__Aufgabenstellung__:
Nenne den Monat, in dem die weiteren Kapitel laut der Vorschau zu 'Tales of the Neon Sea' als Gratisupdate erscheinen.

__Quellenauszug__:
Letztes Jahr sorgte 'Tales of the Neon Sea' vom chinesischen Entwickler Palm Pioneer mit seiner außergewöhnlichen Pixel-Grafik für Aufsehen. Versprochen wurde ein klassisches Adventure, das zwar mit WASD und Controller gesteuert wird, aber dafür eine ganze Fülle an Rätsel enthalten soll. Mittlerweile ist es am 30. April erschienen und wir haben das Retro-Pixel-Adventure für Euch unter die Lupe genommen. Aber warum ist es jetzt nur eine Preview? Aktuell enthält das Spiel nur die ersten drei Kapitel. Dementsprechend endet es offen und zwar mit einem Verweis auf eine Fortsetzung. Die weiteren Kapitel erfolgen als Gratisupdate im September. Weiterhin sind noch optionale Fälle in Form von zwei DLCs für Ende 2019 in Entwicklung.
Traum oder Wirklichkeit?
Rex ist zu Beginn schwer angeschlagen und muss erst "gewartet" werden. |
Unser Abenteuer beginnt mit einem Traum. Ein maskierter Sensenmann verfolgt den Privatdetektiven Rex. Dieser muss schwer verletzt flüchten. Er entkommt dem potenziellen Mörder und kann sich provisorisch reparieren. Ja, reparieren, denn er ist nach einem Unfall eine halbe Maschine, ein Cyborg. Schließlich wacht er völlig verkatert auf.
Ob es nun ein Traum war oder nicht, obliegt unserer Interpretation. Immerhin hatte der Sensenmann eine gewisse Ähnlichkeit mit einem ungeklärten Serienmörder aus seiner Zeit in einer Spezialeinheit der Polizei. Diese Zeiten sind vorbei. Jetzt ist er ein typischer hard-boiled Detektiv, der aus dem Hong Kong-Kino entsprungen zu sein scheint. Frustriert betrinkt er sich und nimmt belanglose Fälle an. Wenn da nicht eine vermisste Person aus der Nachbarschaft wäre. Schnell stellt sich heraus, dass er auf den Spuren seiner Vergangenheit ist. Kann er mit dieser endgültig abschließen?
Alles in neon
Buntes Spektakel. Manche Hintergründe sehen fantastisch aus - vor allem in Bewegung. |
Schon das Hauptmenü erstrahlt in kräftigem neonpink. Diese kräftigen Lichteffekte ziehen sich durch das ganze Spiel: Gelb, strahlendes blau und grün sind nur einige Beispiele für die strahlenden Lichtspiele von 'Tales of the Neon Sea'. Die leuchtenden Farben wirken nicht nur kunterbunt, sondern liefern auch wunderschöne Lichtspiele. Das chinesische Studio spielt zwar mit dem bewussten Retro-Look, nutzt aber moderne Beleuchtungseffekte und so werden Figuren in die bunten Lichter getaucht, Schatten bewegen sich und Reflexionen sind sichtbar.

__Datenauszug__:
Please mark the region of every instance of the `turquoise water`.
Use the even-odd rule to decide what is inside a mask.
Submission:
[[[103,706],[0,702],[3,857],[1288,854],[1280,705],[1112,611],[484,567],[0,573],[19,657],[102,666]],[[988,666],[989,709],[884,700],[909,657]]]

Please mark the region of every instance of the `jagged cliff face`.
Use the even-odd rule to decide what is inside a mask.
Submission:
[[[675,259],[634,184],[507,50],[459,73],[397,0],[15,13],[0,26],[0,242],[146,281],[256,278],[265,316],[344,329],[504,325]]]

__Schriftliche Lösung__:
Im September.